(Region pointing data)
──────

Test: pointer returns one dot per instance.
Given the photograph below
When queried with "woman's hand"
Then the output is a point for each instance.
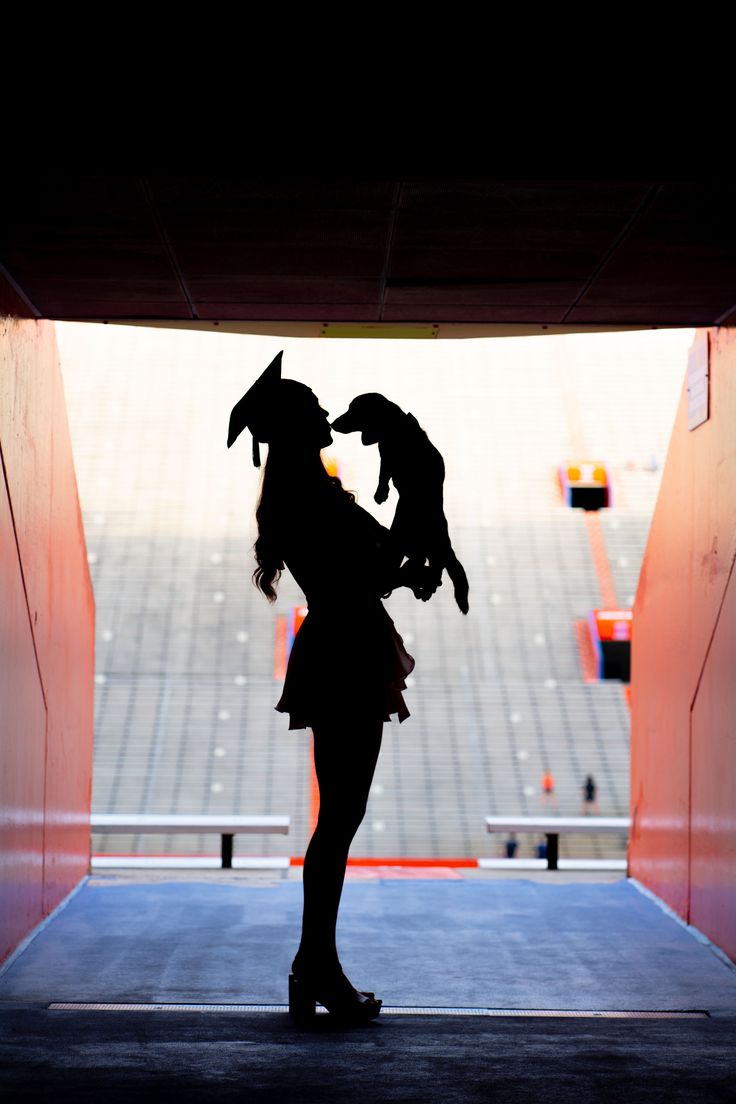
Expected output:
(419, 579)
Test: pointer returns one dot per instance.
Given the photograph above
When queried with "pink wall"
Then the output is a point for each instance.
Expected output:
(46, 639)
(683, 746)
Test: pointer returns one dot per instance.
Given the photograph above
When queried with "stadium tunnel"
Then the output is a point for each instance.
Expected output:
(347, 258)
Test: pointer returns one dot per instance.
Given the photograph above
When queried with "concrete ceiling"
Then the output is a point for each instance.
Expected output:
(471, 252)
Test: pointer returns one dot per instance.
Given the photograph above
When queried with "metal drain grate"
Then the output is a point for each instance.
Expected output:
(397, 1010)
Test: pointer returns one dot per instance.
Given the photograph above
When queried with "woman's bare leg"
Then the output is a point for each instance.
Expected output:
(344, 762)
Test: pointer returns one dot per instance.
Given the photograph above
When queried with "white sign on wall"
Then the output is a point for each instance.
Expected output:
(699, 372)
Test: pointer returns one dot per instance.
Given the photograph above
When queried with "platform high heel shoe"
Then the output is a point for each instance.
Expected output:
(336, 994)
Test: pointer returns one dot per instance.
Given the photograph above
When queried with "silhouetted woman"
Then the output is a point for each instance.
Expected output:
(348, 664)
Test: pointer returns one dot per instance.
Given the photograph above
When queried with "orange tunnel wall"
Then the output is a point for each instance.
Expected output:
(683, 699)
(46, 639)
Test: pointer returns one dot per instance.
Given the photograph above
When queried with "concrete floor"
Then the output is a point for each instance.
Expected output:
(465, 944)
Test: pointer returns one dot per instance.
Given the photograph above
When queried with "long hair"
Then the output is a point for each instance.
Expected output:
(289, 491)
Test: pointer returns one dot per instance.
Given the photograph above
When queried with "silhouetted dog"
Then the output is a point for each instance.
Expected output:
(417, 469)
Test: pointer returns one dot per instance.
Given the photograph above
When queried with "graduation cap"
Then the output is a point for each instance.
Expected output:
(255, 410)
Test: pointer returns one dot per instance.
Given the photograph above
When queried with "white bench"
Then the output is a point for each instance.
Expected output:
(226, 827)
(553, 827)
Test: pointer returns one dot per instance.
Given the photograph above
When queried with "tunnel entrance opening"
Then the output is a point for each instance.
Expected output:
(189, 656)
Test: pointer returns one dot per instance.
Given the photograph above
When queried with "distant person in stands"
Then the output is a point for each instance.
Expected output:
(511, 846)
(548, 788)
(348, 665)
(589, 796)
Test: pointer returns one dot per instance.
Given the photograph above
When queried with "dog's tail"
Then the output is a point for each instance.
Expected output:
(456, 571)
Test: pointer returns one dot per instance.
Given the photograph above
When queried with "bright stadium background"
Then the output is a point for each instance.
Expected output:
(187, 654)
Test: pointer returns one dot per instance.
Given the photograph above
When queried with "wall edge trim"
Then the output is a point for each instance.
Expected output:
(25, 942)
(695, 932)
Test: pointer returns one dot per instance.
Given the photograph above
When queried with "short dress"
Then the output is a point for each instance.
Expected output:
(347, 660)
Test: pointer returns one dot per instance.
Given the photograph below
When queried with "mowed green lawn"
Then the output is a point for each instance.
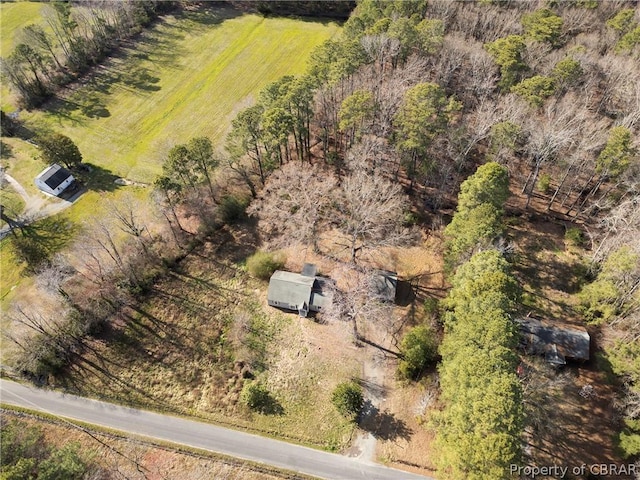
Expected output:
(186, 77)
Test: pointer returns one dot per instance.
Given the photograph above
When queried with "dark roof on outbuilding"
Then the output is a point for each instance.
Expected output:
(53, 177)
(384, 285)
(554, 341)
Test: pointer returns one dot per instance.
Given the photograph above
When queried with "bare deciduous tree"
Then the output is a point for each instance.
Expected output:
(370, 210)
(295, 204)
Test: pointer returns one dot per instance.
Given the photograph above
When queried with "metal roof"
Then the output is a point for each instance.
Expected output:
(384, 285)
(290, 288)
(563, 340)
(54, 176)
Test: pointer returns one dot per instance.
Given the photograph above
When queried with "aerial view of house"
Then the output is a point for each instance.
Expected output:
(340, 239)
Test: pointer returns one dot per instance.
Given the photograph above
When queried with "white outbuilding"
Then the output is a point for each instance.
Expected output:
(54, 180)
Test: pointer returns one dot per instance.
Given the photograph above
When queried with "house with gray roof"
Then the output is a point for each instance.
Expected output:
(54, 180)
(556, 342)
(300, 292)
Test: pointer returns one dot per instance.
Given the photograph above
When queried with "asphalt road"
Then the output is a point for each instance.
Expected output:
(200, 435)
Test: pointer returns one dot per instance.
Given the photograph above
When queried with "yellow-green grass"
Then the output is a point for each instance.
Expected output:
(20, 160)
(186, 77)
(12, 202)
(13, 17)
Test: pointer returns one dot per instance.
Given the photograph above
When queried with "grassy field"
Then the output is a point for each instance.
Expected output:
(14, 16)
(186, 77)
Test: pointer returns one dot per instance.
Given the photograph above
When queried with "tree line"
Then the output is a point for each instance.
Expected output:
(479, 429)
(72, 40)
(547, 93)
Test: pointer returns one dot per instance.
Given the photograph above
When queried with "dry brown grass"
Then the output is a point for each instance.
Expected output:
(204, 329)
(135, 460)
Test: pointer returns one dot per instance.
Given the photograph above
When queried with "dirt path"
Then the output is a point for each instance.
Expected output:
(375, 392)
(36, 207)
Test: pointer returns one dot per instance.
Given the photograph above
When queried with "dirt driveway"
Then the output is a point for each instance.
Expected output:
(36, 206)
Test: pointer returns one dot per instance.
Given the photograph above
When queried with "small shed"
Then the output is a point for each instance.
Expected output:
(385, 285)
(556, 342)
(54, 180)
(300, 292)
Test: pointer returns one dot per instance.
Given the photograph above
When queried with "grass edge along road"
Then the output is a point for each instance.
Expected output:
(198, 435)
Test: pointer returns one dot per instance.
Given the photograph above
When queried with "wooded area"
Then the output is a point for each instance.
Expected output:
(421, 114)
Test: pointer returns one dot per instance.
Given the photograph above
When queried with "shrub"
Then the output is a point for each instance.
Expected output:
(543, 25)
(544, 183)
(535, 89)
(263, 264)
(348, 399)
(574, 236)
(507, 53)
(232, 209)
(418, 348)
(256, 396)
(568, 71)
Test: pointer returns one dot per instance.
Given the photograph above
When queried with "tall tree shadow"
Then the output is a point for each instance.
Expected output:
(383, 425)
(96, 178)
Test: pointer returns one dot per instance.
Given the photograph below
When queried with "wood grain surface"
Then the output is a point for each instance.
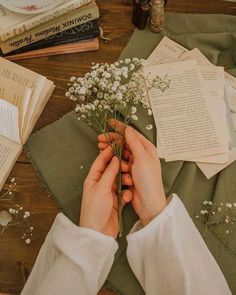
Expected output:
(17, 258)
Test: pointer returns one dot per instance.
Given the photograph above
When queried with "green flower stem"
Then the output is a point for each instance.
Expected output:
(119, 195)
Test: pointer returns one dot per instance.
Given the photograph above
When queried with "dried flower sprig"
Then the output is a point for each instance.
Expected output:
(16, 215)
(221, 226)
(112, 91)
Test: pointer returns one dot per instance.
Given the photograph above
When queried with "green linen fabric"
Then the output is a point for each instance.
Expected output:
(60, 150)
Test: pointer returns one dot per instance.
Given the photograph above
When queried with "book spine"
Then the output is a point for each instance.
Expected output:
(59, 25)
(55, 42)
(41, 19)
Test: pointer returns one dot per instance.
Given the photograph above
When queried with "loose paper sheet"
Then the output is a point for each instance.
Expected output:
(183, 117)
(26, 78)
(166, 52)
(9, 121)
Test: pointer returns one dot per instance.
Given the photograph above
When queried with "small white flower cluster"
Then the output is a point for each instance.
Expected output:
(16, 216)
(109, 90)
(224, 216)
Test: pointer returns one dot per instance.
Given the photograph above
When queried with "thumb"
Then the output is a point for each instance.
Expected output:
(134, 143)
(110, 173)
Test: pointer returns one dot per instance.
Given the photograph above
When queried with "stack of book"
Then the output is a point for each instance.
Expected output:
(69, 27)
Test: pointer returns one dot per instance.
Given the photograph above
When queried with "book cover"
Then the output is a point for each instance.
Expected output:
(82, 32)
(80, 16)
(13, 24)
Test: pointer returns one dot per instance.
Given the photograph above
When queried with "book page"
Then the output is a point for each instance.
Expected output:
(10, 19)
(43, 99)
(25, 78)
(17, 95)
(214, 82)
(234, 121)
(9, 152)
(167, 51)
(9, 121)
(183, 117)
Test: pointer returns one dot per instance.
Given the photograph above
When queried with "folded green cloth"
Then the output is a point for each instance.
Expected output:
(63, 151)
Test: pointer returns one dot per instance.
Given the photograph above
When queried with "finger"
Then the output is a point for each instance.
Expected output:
(117, 125)
(114, 186)
(103, 145)
(126, 154)
(124, 166)
(109, 175)
(109, 137)
(127, 196)
(127, 179)
(134, 143)
(120, 127)
(99, 166)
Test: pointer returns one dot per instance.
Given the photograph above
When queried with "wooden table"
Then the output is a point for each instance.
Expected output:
(17, 258)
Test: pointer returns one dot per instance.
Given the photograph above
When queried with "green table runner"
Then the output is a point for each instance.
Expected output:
(63, 151)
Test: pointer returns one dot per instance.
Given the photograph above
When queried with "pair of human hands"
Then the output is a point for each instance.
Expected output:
(141, 173)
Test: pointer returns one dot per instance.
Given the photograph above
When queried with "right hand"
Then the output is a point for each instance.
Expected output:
(144, 165)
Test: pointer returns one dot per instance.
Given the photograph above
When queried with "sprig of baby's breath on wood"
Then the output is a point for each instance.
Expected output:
(15, 215)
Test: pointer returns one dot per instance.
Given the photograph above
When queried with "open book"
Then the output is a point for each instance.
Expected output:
(23, 95)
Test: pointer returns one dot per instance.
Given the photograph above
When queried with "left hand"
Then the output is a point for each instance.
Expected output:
(99, 210)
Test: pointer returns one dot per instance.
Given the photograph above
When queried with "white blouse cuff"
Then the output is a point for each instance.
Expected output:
(69, 238)
(139, 231)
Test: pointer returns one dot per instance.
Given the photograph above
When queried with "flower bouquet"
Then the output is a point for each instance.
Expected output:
(111, 91)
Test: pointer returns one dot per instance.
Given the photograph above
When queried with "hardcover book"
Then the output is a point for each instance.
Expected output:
(23, 95)
(86, 31)
(82, 46)
(13, 24)
(85, 14)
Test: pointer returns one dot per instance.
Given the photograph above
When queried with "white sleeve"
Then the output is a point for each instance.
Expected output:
(72, 260)
(168, 256)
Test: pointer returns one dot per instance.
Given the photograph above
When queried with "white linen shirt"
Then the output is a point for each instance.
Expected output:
(168, 256)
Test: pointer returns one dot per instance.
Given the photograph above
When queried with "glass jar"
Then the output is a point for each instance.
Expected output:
(157, 15)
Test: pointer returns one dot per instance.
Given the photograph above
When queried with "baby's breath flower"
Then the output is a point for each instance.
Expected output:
(149, 127)
(72, 79)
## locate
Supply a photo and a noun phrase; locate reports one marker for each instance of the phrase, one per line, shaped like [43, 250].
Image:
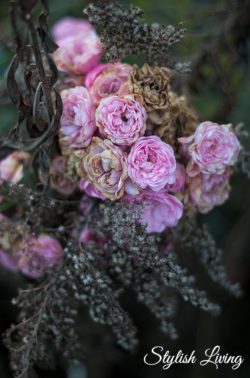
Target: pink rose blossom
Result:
[213, 147]
[11, 168]
[160, 210]
[179, 184]
[78, 118]
[151, 163]
[41, 255]
[107, 80]
[90, 190]
[69, 26]
[208, 190]
[79, 46]
[121, 119]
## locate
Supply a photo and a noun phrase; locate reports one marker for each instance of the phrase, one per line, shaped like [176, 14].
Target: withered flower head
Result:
[153, 85]
[180, 120]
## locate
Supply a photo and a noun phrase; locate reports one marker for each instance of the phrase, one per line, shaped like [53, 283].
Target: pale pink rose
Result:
[208, 190]
[69, 26]
[9, 261]
[39, 256]
[179, 184]
[79, 49]
[151, 163]
[160, 210]
[11, 168]
[121, 119]
[131, 188]
[108, 80]
[78, 118]
[79, 53]
[90, 190]
[58, 180]
[213, 147]
[106, 168]
[86, 205]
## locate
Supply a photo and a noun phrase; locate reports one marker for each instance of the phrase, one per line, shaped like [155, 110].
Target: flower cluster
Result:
[125, 135]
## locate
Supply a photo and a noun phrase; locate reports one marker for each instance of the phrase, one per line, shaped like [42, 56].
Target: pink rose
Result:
[106, 168]
[160, 210]
[179, 184]
[213, 147]
[107, 80]
[78, 118]
[11, 168]
[40, 255]
[121, 119]
[79, 47]
[69, 26]
[151, 163]
[90, 190]
[208, 190]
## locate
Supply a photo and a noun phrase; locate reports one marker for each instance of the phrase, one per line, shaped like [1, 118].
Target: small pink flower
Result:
[90, 190]
[11, 168]
[121, 119]
[79, 47]
[78, 118]
[58, 180]
[213, 147]
[179, 184]
[208, 190]
[160, 210]
[40, 255]
[151, 163]
[108, 80]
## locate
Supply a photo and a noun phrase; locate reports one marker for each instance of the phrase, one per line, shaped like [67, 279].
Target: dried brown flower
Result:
[179, 120]
[153, 85]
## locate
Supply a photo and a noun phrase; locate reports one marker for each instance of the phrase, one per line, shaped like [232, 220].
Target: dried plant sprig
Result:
[124, 32]
[30, 83]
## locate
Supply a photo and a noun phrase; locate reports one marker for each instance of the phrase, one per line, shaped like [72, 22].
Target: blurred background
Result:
[218, 45]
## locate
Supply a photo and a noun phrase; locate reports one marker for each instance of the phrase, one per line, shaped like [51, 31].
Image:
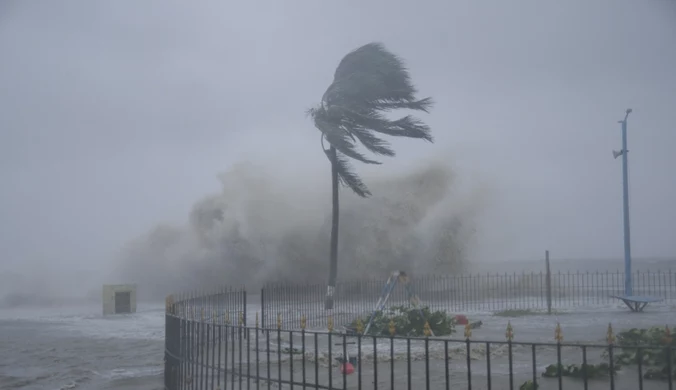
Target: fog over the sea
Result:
[166, 142]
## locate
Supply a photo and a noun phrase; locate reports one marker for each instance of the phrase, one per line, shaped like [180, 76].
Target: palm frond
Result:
[347, 177]
[338, 136]
[367, 83]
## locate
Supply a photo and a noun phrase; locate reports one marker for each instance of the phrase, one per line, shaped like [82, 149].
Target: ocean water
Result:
[77, 348]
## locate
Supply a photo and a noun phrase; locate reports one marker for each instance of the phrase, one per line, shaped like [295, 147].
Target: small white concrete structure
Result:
[119, 298]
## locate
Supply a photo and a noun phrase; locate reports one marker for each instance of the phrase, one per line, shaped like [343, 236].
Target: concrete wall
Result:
[109, 291]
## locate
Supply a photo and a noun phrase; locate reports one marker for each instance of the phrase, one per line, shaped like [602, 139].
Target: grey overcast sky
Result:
[117, 115]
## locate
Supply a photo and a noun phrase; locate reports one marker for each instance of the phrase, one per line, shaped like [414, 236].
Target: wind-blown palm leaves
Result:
[368, 83]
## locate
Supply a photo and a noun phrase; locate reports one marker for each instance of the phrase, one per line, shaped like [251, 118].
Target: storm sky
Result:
[118, 115]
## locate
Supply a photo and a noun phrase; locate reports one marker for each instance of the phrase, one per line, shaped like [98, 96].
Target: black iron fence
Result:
[223, 353]
[473, 292]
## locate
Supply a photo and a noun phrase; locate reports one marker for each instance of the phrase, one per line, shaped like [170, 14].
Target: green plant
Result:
[652, 357]
[408, 321]
[656, 345]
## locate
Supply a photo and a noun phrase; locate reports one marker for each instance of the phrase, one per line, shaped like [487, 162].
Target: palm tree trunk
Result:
[333, 260]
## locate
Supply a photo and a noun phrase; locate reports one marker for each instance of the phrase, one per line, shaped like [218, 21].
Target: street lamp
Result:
[628, 288]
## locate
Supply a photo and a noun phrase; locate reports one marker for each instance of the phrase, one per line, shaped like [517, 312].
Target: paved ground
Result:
[579, 326]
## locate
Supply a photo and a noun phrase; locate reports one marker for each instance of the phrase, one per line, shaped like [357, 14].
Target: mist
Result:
[117, 117]
[265, 228]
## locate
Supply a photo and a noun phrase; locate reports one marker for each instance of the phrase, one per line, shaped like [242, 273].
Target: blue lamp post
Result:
[635, 303]
[628, 288]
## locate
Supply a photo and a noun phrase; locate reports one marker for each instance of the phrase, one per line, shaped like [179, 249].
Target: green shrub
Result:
[408, 321]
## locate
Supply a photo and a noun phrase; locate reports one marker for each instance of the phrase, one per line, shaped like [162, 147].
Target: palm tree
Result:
[368, 83]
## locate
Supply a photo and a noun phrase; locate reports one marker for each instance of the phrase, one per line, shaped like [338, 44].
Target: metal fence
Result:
[221, 352]
[470, 292]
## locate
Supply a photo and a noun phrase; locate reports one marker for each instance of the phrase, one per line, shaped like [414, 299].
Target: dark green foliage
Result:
[368, 83]
[656, 346]
[408, 321]
[578, 371]
[655, 360]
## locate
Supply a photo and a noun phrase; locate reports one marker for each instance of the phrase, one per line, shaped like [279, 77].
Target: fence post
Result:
[549, 283]
[244, 312]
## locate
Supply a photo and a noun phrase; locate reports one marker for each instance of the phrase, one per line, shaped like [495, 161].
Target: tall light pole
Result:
[628, 287]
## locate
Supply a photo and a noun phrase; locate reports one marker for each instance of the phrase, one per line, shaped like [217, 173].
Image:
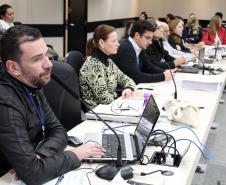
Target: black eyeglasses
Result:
[148, 37]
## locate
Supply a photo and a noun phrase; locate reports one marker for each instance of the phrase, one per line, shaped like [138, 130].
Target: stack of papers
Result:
[202, 82]
[121, 110]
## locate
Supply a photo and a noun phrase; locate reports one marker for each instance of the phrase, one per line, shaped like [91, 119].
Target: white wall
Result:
[112, 9]
[204, 9]
[40, 12]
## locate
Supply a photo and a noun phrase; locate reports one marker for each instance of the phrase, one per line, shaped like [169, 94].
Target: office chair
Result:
[75, 59]
[66, 108]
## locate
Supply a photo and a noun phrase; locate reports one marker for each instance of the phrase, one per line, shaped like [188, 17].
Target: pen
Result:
[145, 88]
[59, 179]
[123, 109]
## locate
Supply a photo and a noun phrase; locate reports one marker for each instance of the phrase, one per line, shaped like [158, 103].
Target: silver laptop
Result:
[204, 58]
[133, 145]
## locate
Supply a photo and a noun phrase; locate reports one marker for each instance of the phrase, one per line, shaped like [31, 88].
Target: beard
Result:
[38, 81]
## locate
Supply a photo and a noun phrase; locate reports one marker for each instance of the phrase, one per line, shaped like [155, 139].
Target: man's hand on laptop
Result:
[179, 60]
[126, 93]
[167, 74]
[88, 150]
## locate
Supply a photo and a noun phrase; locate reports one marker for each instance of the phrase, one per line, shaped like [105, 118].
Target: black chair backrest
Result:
[75, 59]
[66, 108]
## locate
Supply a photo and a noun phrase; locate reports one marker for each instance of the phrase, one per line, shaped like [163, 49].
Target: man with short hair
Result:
[131, 56]
[6, 17]
[32, 140]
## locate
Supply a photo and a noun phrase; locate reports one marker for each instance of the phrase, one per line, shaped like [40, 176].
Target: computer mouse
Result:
[74, 141]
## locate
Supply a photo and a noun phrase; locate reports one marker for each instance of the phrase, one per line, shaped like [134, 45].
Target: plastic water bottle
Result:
[219, 55]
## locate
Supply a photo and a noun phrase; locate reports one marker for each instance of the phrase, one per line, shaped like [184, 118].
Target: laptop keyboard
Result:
[188, 69]
[110, 144]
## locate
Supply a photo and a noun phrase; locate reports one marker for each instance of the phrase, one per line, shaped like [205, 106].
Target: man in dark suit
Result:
[156, 53]
[131, 57]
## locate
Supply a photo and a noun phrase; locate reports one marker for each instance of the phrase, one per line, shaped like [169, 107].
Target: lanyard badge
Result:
[38, 111]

──────

**Problem description:** Above are the records; repeat exactly the lines from the one holding "like [105, 118]." down to the one holding "like [163, 49].", end lines included.

**Response to this task:**
Supply a photo and a noun phrase; locate reports one marker for each instance of the phrase, one per line, shaped like [105, 118].
Target: black chair backrest
Result:
[75, 59]
[66, 108]
## locate
Supply a photo and a noun phrase; locate reports one marker for each instance of the phrase, one per line, shaped like [163, 49].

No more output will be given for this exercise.